# [Обязательные задания]
a) Перепишите без изменений фрагмент текста о разводе Глинки, открывающийся словами «Но венчавшиеся поддакивали» и завершающийся словами «уходил ни с чем.».
b) Продолжите текст о разводе Глинки, начав сразу после его последнего предложения.

# [Текст для работы]
§

В то время никто не мог знать, что судьба обойдется с влюбленным Васильчиковым жестоко. Ему оставалось жить всего шесть лет, которые будут мучительны для всех участников событий.
Чиновничья война
Первоначально митрополит, получив прошение Глинки, отнесся к нему милостиво. Грех развода, который Глинка брал на себя, он снимал с него, так как были прямые доказательства измены жены.
Священник, совершивший преступление, сначала все отрицал. Но, увидев в метрической книге в церкви запись о бракосочетании, признался, что не помнит события, так как был пьян, болен «солитером», как он сам говорил, и подкуплен Глинкой за 10 тысяч рублей.
— Помилуйте, — удивлялся Глинка, — откуда у меня взяться таким деньгам?!
Но венчавшиеся поддакивали священнику.
Мария Петровна плакала:
— Я ничего не знала. Священник просто служил молебен. Я слушала службу. Это все проказы моего муженька. Он уже давно хочет от меня избавиться и жениться вновь. У него есть любовница.
Васильчиков молчал, краснел, но говорил:
— Я просто стоял рядом с красивой женщиной во время службы.
Мария Петровна выбрала действенную стратегию поведения — она в течение года, боясь публичного выступления и разбирательств, пропускала назначенные слушания, ссылаясь на болезни и прикладывая медицинские справки. Дело затягивалось, ведь по закону на судебное разбирательство ответчики обязаны были являться лично. Глинка приходил на слушание, но каждый раз уходил ни с чем.
Их первая встреча в Духовной консистории, где слушались подобные дела, состоялась 23 июня 1841 года.
Заседание началось, по закону, с убеждений супругов вновь сойтись и сохранить брак.
Глинка в ответ выступил с красноречивой речью о невозможности подобного поступка. А в конце Глинка развернулся к Марии Петровне и громко, в зал, сказал:
— Я прошу у вас прощения за невольно причиняемые вам огорчения.
Искренность слов Глинки, его красивый голос поразили окружающих и Марию Петровну в том числе. Понятие чести для Михаила Ивановича было выше собственного счастья — он не мог публично рассказывать о всех преступлениях своей жены.
Глинка был горд собой — он прекрасно владел собой на людях, в отличие от жены. Случайно оставшись наедине с ней, они, сидя на софе, как когда-то давно в 1835 году, вспомнили прошлое. Она начала плакать.

§

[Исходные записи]
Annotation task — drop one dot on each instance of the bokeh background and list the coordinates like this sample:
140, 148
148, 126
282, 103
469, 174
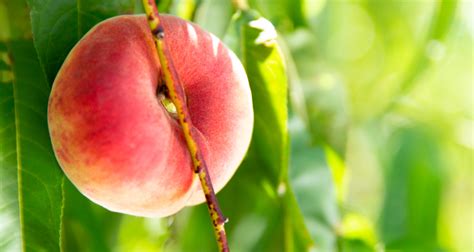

§

# [Ответы к заданиям]
a)
Но венчавшиеся поддакивали священнику.
Мария Петровна плакала:
— Я ничего не знала. Священник просто служил молебен. Я слушала службу. Это все проказы моего муженька. Он уже давно хочет от меня избавиться и жениться вновь. У него есть любовница.
Васильчиков молчал, краснел, но говорил:
— Я просто стоял рядом с красивой женщиной во время службы.
Мария Петровна выбрала действенную стратегию поведения — она в течение года, боясь публичного выступления и разбирательств, пропускала назначенные слушания, ссылаясь на болезни и прикладывая медицинские справки. Дело затягивалось, ведь по закону на судебное разбирательство ответчики обязаны были являться лично. Глинка приходил на слушание, но каждый раз уходил ни с чем.

b)
Глинка стал ее утешать:
— Не должно, сударыня, плакать на людях.
Она вытерла слезы.
— Послушайте, — продолжал он, — я не держу на вас зла. Возьмите адвоката, и он поможет уладить все дела. Я сам, когда получу развод, помогу вам со всеми вопросами. И отдам все причитающееся вам от моего наследства.
Более того, Глинка предлагал не заводить уголовного и полицейского разбирательства. Это могло бы помочь сохранить репутацию и юного корнета, о чем заботился композитор, хотя находился по другую сторону баррикад. Все, что нужно было ему, — это свобода. Он уже мечтал, как отправится в Малороссию к любимой и допишет оперу[395]
. Мария Петровна почти согласилась. Но в их разговор вмешались, и спасительный момент был упущен.В конце июня он решил еще раз встретиться с ней, в присутствии Платона Кукольника, которому она доверяла[396]
. Она все так же продолжала плакать, но признала свою вину. Женщина страшилась наказания: она готова была пойти в монастырь, но самым страшным ей казалось наложение «вечного безбрачия». Глинка был ошарашен таким состоянием бывшей жены. Русский аристократ не мог позволить себе оскорбить женщину. «Пусть к ней у меня и не сохранилось ни малейшей нежности, но тяжело, что я причина ее страданий»[397], — сообщал он матери.Из Малороссии пришли новости, что здоровье Екатерины ухудшается. Ей прописали железистые ванны, на что Глинка категорически возражал: «это как раз то, что ее организму совершенно противопоказано», «из-за подобного же курса лечения я потерял моего друга Евгения Штери-ча — ведь шаг за шагом я мог тогда следить за его роковыми последствиями, в то время, как сам больной возлагал на него столько надежд»[398]
.Пока бракоразводный процесс затягивался, композитор мечтал летом 1841 года отправиться в Киев. Он ждал разрешения на поездку, а заодно и на адвоката (такие были правила в те времена). Нервное напряжение последних нескольких лет привело к очередным многочисленным болезням[399]
. Проболев до 22 июля, он, наконец, ожил, получив разрешение из консистории покинуть столицу. Так совпало, что и матушка собиралась в Киев на богомолье, вероятно, в Киево-Печерскую лавру, которая притягивала множество русских дворян. Но их встреча была отложена.